● **Request**
Scale the rows from the line that contains "For quality assurance, re-label every window" through the line that contains "0,515,173,637", both included, and return only those lines. Repeat every line, including the ones without coordinates, but multiply each bounding-box coordinate by 2.35 and round it to a whole number, with halves rounded up; every other number stays unchanged.
···
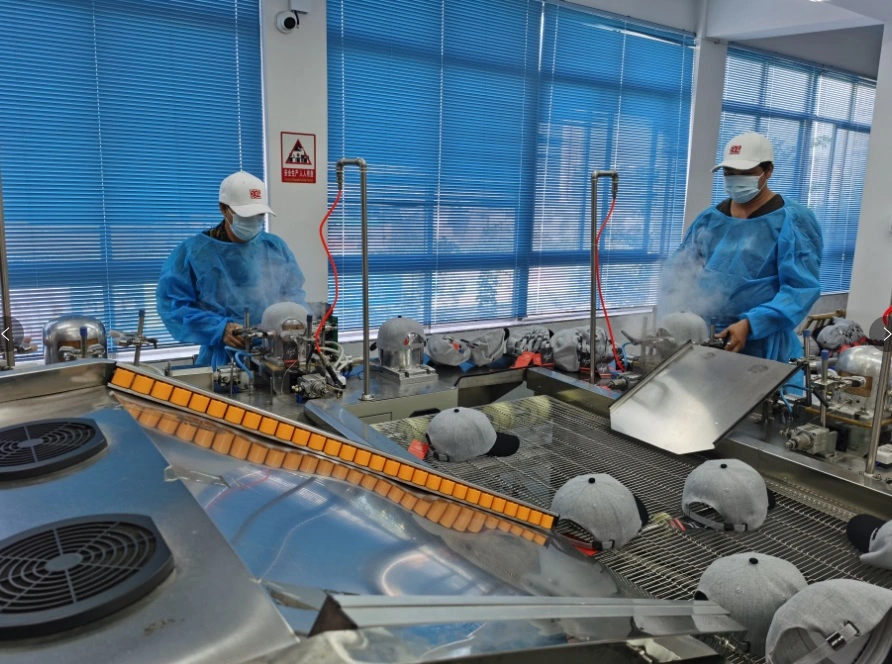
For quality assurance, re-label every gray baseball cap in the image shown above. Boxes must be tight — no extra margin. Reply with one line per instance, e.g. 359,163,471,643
681,459,772,531
467,327,508,367
657,311,709,346
427,334,471,367
846,514,892,569
765,579,892,664
551,473,650,551
694,552,808,657
427,408,520,461
375,316,424,351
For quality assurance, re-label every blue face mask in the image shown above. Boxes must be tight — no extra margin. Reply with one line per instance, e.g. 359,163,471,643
725,175,762,204
229,212,263,242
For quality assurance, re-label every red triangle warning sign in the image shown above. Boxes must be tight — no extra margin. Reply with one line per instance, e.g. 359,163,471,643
285,139,313,166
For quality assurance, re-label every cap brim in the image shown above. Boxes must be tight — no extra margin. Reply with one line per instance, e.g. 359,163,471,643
846,514,886,553
229,203,276,217
487,432,520,456
712,159,762,173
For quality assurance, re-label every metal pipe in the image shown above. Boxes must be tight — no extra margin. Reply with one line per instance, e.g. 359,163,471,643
588,171,619,385
802,406,892,429
0,166,15,369
133,309,145,367
335,158,375,401
802,328,811,405
864,337,892,475
821,350,830,428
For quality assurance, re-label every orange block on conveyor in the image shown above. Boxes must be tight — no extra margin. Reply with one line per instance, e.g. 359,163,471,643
242,411,262,431
149,380,173,401
192,427,214,447
207,399,226,420
110,368,555,539
276,422,294,442
111,369,136,390
170,387,192,406
282,452,303,470
223,406,245,424
229,436,251,459
130,376,155,394
211,431,235,454
189,394,211,413
260,417,279,436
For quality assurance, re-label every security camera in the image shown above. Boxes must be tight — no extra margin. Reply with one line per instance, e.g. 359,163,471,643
276,12,300,35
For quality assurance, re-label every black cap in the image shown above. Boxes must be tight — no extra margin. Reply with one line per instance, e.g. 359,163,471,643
846,514,886,553
487,431,520,456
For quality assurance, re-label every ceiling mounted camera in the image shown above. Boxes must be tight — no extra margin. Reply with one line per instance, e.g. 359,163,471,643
276,11,300,35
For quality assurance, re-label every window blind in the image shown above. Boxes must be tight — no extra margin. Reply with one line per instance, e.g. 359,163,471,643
0,0,264,358
328,0,693,329
714,47,876,294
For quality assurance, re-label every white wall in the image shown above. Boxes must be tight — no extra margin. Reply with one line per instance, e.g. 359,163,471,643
739,25,883,78
570,0,700,32
705,0,879,41
261,0,328,302
849,24,892,330
684,38,728,231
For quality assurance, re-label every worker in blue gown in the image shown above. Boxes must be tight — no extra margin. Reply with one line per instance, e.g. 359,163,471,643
156,171,306,367
660,132,823,363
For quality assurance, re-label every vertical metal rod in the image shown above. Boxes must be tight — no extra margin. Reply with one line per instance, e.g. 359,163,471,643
133,309,146,367
802,328,812,406
335,158,375,401
864,330,892,475
588,171,599,385
588,171,619,385
821,350,830,428
0,167,15,369
357,159,372,401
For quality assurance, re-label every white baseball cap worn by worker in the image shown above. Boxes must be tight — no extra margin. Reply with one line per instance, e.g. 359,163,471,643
220,171,276,217
712,131,774,173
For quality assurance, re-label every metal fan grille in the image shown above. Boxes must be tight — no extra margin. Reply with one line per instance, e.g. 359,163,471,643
0,420,108,481
0,515,173,637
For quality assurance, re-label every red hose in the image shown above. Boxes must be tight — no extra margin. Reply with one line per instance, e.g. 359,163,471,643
591,198,625,371
313,189,341,357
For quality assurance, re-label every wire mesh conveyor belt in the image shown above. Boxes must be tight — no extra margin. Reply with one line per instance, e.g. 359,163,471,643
374,396,892,662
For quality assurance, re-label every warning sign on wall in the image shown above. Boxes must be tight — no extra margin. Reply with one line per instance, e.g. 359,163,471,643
282,131,316,184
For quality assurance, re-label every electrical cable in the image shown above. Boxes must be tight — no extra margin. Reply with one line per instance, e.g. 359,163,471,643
591,196,626,371
313,189,342,355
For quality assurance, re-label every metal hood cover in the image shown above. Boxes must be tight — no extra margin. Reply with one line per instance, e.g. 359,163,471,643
610,343,797,454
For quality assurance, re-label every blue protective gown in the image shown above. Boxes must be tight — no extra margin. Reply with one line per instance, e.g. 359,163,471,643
156,232,307,367
661,200,824,363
···
● **Written reply**
For quality assurance, re-label every window blind in the image shown above. Boxes must be tight — no extra margin. Reply with one line per instance, e.g. 359,163,471,643
0,0,620,841
771,0,1629,773
1678,110,2059,691
For quality assurance, re-label every white wall in the image shown above. Boxes must be tight — no extra margin. Reply with one line per instance, e.g. 359,163,471,643
1737,59,2075,183
1340,0,1645,75
1657,0,2066,96
613,0,771,710
1995,56,2096,776
1607,89,1711,543
For quality assurance, re-label every worker in blue gown in the image shown above. Boxes must be tight — no extra margin. Reply with one line per instance, e.g. 359,163,471,643
367,402,719,862
1551,310,1934,853
For quality assurance, re-label every vertical metal rod in the image shown above. Boxes must be tight — no extra margin. Reply with one line per instance, e.g. 359,163,471,643
313,726,343,862
1885,771,1908,954
787,371,881,942
2030,776,2096,1116
1382,402,1408,905
1382,402,1455,905
1929,823,1951,1006
0,392,35,867
839,374,874,942
For quality assurance, re-label every white baseball cap worn by worker in the image shown above. Boxes must be tight — no extra margin. Reply with one line per instance, e.g. 359,163,471,643
517,402,649,510
1673,308,1819,407
For quality assurance, re-label every metal fan grille in the image shown above. Boxes must be tight — no extra margin. Reply with one line per instance, e.g. 359,163,471,643
0,987,254,1130
0,1210,407,1497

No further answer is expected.